[Selected excerpt]

A systematic excavation of the substructure was conducted between 2005 and 2008 led by Zahi Hawass which corroborates the assignment to the Fifth Dynasty. Although no inscriptions bearing the name of a pharaoh were found, Hawass attributed it to Menkauhor as he is the only pharaoh of the Fifth Dynasty whose pyramid has remained unidentified. Hawass cites the lack of pyramid texts to indicate a dating prior to the end of the Fifth Dynasty or to the Middle Kingdom, the architectural style of the complex to dating to around Djedkare-Isesi, the style of the portcullis stones to pre-dating Djedkare-Isesi, the extensive use of quality materials indicative of the economic abundance of the Fifth Dynasty, and the presence of tombs connected to Menkauhor's mortuary cult as evidence for ascribing the pyramid to Menkauhor.

=== Ity ===
Firth's excavations retrieved slight material that led him to ascribe the pyramid to an ephemeral pharaoh Ity, attributed to the Eighth Dynasty. Firth, however, believed that Ity was contemporaneous to Teti, of the Sixth Dynasty, being either a preceding or succeeding king. One hypothesis conjectures that Ity and Userkare are the same pharaoh, who reigned for a brief two years following Teti. He also identified the pyramid's name as Bau Ity meaning 'the Ba souls of Ity' from an inscription found at Wadi Hammamat.

=== Merikare ===
In 1994, Jaromír Málek proposed that the Headless Pyramid was the long-sought pyramid of Merikare, belonging to Merikare of the Tenth Dynasty. Málek identified a block near the site containing a partial name of Merikare, alongside the presence of two tombs of officials associated with Merikare near the pyramid, as evidence for the hypothesis. It is known that the pyramid is sited near to Teti's in northern Saqqara and thus the Headless Pyramid is an ideal candidate, particularly considering that no other pyramids of the Fifth Dynasty are in its immediate vicinity. Ahmed Fakhry, citing Firth's discoveries of false doors and coffins belonging to cult priests of Merikare, has also suggested the Headless Pyramid as being Merikare's. There are no other candidate pyramids for Merikare.

=== Amenemhat I ===
Dieter Arnold, after considering Amenemhat I's re-use of Old Kingdom pyramid blocks in his monument in El-Lisht, noted that one specific block dating to the period originates from neither Lepsius XXIX nor Lepsius L, and proposed that Menkauhor's pyramid – the presumed origin point for the block – is as yet undiscovered, lying somewhere in South Saqqara. David Silverman proposes that the pyramid might belong instead to Amenemhat I based on texts from the tombs of Ihy and Hetep and on the siting of the pyramid in relation to the others in the area. Josef Wegner adds that the presence of the mortuary cult for Teti during the Middle Kingdom might be another indicator for a dating to the reign of Amenemhat I.

[/Selected excerpt]
[Extracted data]

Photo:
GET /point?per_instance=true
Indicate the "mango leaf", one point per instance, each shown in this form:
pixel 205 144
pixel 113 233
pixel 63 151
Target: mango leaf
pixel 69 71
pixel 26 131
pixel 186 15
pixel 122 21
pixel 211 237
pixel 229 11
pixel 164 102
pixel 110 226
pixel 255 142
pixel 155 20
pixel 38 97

[/Extracted data]

§ **What you should do**
From the Headless Pyramid text, copy the part that begins at "A systematic excavation" and stops after "pyramid to Menkauhor.", swapping in "king" wherever "pharaoh" appears.

§ **Result below**
A systematic excavation of the substructure was conducted between 2005 and 2008 led by Zahi Hawass which corroborates the assignment to the Fifth Dynasty. Although no inscriptions bearing the name of a king were found, Hawass attributed it to Menkauhor as he is the only king of the Fifth Dynasty whose pyramid has remained unidentified. Hawass cites the lack of pyramid texts to indicate a dating prior to the end of the Fifth Dynasty or to the Middle Kingdom, the architectural style of the complex to dating to around Djedkare-Isesi, the style of the portcullis stones to pre-dating Djedkare-Isesi, the extensive use of quality materials indicative of the economic abundance of the Fifth Dynasty, and the presence of tombs connected to Menkauhor's mortuary cult as evidence for ascribing the pyramid to Menkauhor.